### WHAT IS EXPECTED:
Pull every line from the entries below and copy each one word for word, changing nothing.

### DATA LINES:
▬▬▬
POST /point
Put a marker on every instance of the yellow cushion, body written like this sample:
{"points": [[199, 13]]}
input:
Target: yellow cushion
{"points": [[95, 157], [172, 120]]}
▬▬▬
### SOLVED PROBLEM:
POST /point
Put a marker on every instance of the yellow cushion, body written like this sample:
{"points": [[199, 13]]}
input:
Target: yellow cushion
{"points": [[95, 157], [172, 120]]}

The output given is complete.